▶ [Stated goal]:
Rewrite every line of the data below as a JSON array of strings, one string per line, leaving out any blank lines.

▶ [Material supplied]:
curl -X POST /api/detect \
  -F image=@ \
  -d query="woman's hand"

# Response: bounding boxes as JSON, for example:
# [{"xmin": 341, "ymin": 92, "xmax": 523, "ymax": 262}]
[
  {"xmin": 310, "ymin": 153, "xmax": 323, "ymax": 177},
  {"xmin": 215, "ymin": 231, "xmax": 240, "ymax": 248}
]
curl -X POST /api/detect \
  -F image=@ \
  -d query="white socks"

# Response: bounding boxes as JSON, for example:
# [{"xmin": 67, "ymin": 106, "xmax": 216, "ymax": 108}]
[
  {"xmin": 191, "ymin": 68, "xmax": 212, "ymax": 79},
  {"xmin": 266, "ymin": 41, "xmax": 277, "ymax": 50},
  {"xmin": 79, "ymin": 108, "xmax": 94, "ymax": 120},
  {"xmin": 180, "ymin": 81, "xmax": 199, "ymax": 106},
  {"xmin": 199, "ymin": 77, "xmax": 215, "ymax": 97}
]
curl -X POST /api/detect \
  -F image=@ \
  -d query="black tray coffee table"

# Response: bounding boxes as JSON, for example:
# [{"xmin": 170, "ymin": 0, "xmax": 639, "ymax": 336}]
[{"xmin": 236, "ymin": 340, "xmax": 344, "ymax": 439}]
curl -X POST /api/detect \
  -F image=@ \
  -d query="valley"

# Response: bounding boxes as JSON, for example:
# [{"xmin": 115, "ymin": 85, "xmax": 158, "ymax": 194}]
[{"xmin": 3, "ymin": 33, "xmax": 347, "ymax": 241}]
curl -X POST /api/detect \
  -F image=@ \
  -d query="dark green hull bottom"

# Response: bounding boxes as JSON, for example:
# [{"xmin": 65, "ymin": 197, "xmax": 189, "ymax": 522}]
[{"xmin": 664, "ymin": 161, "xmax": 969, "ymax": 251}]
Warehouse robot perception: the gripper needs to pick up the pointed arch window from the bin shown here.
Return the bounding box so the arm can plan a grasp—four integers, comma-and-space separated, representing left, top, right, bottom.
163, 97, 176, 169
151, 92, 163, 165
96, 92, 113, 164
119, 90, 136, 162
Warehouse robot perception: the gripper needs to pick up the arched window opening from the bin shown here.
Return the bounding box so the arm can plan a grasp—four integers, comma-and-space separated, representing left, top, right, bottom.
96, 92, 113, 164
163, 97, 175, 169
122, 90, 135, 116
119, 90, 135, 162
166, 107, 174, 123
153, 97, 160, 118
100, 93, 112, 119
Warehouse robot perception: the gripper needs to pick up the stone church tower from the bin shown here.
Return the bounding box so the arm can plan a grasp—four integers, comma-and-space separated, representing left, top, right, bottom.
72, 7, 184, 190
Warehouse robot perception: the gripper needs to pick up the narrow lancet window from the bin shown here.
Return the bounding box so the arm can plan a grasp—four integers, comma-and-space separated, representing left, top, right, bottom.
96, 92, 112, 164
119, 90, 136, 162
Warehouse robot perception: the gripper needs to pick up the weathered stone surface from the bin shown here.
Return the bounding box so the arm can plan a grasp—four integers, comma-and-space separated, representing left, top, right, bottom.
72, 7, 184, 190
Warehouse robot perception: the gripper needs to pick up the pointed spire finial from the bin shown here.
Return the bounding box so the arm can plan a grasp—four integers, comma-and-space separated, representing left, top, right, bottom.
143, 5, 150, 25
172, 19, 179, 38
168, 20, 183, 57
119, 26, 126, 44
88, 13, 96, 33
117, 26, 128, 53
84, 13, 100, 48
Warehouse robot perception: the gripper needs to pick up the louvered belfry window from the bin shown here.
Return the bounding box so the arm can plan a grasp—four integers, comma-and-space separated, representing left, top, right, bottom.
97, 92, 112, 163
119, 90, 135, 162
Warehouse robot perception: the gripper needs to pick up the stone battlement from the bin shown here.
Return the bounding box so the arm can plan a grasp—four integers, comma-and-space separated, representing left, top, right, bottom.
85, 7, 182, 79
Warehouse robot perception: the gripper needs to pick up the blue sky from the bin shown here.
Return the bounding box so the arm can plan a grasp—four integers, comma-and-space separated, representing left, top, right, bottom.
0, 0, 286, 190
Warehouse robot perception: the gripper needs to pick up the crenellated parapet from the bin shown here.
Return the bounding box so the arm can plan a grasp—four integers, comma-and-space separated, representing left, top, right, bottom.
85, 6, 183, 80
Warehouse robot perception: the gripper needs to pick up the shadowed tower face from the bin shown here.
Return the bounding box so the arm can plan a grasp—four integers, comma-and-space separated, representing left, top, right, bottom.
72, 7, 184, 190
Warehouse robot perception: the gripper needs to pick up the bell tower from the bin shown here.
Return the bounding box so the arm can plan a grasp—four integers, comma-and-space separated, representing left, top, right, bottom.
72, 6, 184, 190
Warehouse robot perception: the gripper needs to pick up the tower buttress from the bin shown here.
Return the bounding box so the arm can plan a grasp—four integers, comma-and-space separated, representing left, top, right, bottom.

▶ [Correct output]:
[
  "curl -X POST /api/detect \\",
  "  -F image=@ \\",
  "  -d query=\"woman's hand\"",
  "# Response: bounding boxes as JSON, for example:",
  "# [{\"xmin\": 341, \"ymin\": 92, \"xmax\": 523, \"ymax\": 262}]",
  "[",
  "  {\"xmin\": 310, \"ymin\": 153, \"xmax\": 323, \"ymax\": 177},",
  "  {\"xmin\": 215, \"ymin\": 231, \"xmax\": 240, \"ymax\": 248}",
  "]",
  "curl -X POST /api/detect \\",
  "  -F image=@ \\",
  "  -d query=\"white socks\"",
  "# Response: bounding boxes as JSON, for example:",
  "# [{\"xmin\": 67, \"ymin\": 106, \"xmax\": 216, \"ymax\": 108}]",
  "[",
  "  {\"xmin\": 191, \"ymin\": 68, \"xmax\": 212, \"ymax\": 79},",
  "  {\"xmin\": 266, \"ymin\": 41, \"xmax\": 277, \"ymax\": 50},",
  "  {\"xmin\": 79, \"ymin\": 108, \"xmax\": 94, \"ymax\": 120},",
  "  {\"xmin\": 180, \"ymin\": 81, \"xmax\": 199, \"ymax\": 106},",
  "  {\"xmin\": 199, \"ymin\": 77, \"xmax\": 215, \"ymax\": 97}",
  "]",
  "curl -X POST /api/detect \\",
  "  -F image=@ \\",
  "  -d query=\"black tray coffee table\"",
  "# Response: bounding boxes as JSON, for example:",
  "# [{\"xmin\": 170, \"ymin\": 0, \"xmax\": 639, \"ymax\": 336}]",
  "[{\"xmin\": 236, \"ymin\": 340, \"xmax\": 344, \"ymax\": 439}]",
  "curl -X POST /api/detect \\",
  "  -F image=@ \\",
  "  -d query=\"valley\"",
  "# Response: bounding boxes as JSON, for example:",
  "# [{\"xmin\": 115, \"ymin\": 85, \"xmax\": 158, \"ymax\": 194}]",
  "[{\"xmin\": 3, \"ymin\": 33, \"xmax\": 347, \"ymax\": 241}]",
  "curl -X POST /api/detect \\",
  "  -F image=@ \\",
  "  -d query=\"dark green hull bottom\"",
  "# Response: bounding boxes as JSON, for example:",
  "# [{\"xmin\": 65, \"ymin\": 197, \"xmax\": 189, \"ymax\": 522}]",
  "[{\"xmin\": 664, \"ymin\": 161, \"xmax\": 969, \"ymax\": 251}]",
  "Warehouse robot perception: the gripper needs to pick up the pointed arch window from the bin shown here.",
  "Return the bounding box so the arm can plan a grasp—four integers, comma-and-space separated, representing left, top, right, bottom.",
  "163, 97, 176, 169",
  "151, 92, 163, 165",
  "96, 92, 113, 164",
  "119, 90, 136, 162",
  "Warehouse robot perception: the gripper needs to pick up the arched window opening from the bin shown here.",
  "Return the bounding box so the arm can plan a grasp—four integers, comma-and-space separated, representing left, top, right, bottom.",
  "96, 92, 113, 164",
  "163, 97, 175, 169",
  "122, 90, 135, 116",
  "119, 90, 135, 162",
  "166, 107, 174, 123",
  "153, 97, 160, 118",
  "100, 93, 112, 119",
  "Warehouse robot perception: the gripper needs to pick up the stone church tower from the bin shown here.",
  "Return the bounding box so the arm can plan a grasp—four integers, comma-and-space separated, representing left, top, right, bottom.",
  "72, 7, 184, 190",
  "Warehouse robot perception: the gripper needs to pick up the narrow lancet window from the bin shown here.",
  "Return the bounding box so the arm can plan a grasp—four integers, comma-and-space separated, representing left, top, right, bottom.",
  "96, 92, 112, 164",
  "119, 90, 136, 162",
  "Warehouse robot perception: the gripper needs to pick up the weathered stone surface from the bin shown here.",
  "Return the bounding box so the arm can plan a grasp—four integers, comma-and-space separated, representing left, top, right, bottom.",
  "72, 7, 184, 190",
  "Warehouse robot perception: the gripper needs to pick up the pointed spire finial from the bin shown here.",
  "Return the bounding box so the arm can plan a grasp—four integers, comma-and-space separated, representing left, top, right, bottom.",
  "143, 5, 150, 25",
  "172, 19, 179, 38",
  "168, 20, 183, 57",
  "119, 26, 126, 44",
  "88, 13, 96, 33",
  "117, 26, 128, 53",
  "84, 13, 100, 48",
  "Warehouse robot perception: the gripper needs to pick up the louvered belfry window from the bin shown here.",
  "Return the bounding box so the arm can plan a grasp—four integers, comma-and-space separated, representing left, top, right, bottom.",
  "97, 92, 112, 163",
  "119, 90, 135, 162",
  "Warehouse robot perception: the gripper needs to pick up the stone battlement from the bin shown here.",
  "Return the bounding box so the arm can plan a grasp—four integers, comma-and-space separated, representing left, top, right, bottom.",
  "85, 7, 182, 79",
  "Warehouse robot perception: the gripper needs to pick up the blue sky from the bin shown here.",
  "Return the bounding box so the arm can plan a grasp—four integers, comma-and-space separated, representing left, top, right, bottom.",
  "0, 0, 286, 190",
  "Warehouse robot perception: the gripper needs to pick up the crenellated parapet from the bin shown here.",
  "Return the bounding box so the arm can plan a grasp—four integers, comma-and-space separated, representing left, top, right, bottom.",
  "85, 6, 183, 80",
  "Warehouse robot perception: the gripper needs to pick up the shadowed tower face from the bin shown here.",
  "Return the bounding box so the arm can plan a grasp—four integers, comma-and-space separated, representing left, top, right, bottom.",
  "72, 7, 184, 190",
  "Warehouse robot perception: the gripper needs to pick up the bell tower from the bin shown here.",
  "Return the bounding box so the arm can plan a grasp—four integers, comma-and-space separated, representing left, top, right, bottom.",
  "72, 6, 184, 190",
  "Warehouse robot perception: the gripper needs to pick up the tower buttress from the bin shown here.",
  "Return the bounding box so the arm can plan a grasp—four integers, comma-and-space separated, representing left, top, right, bottom."
]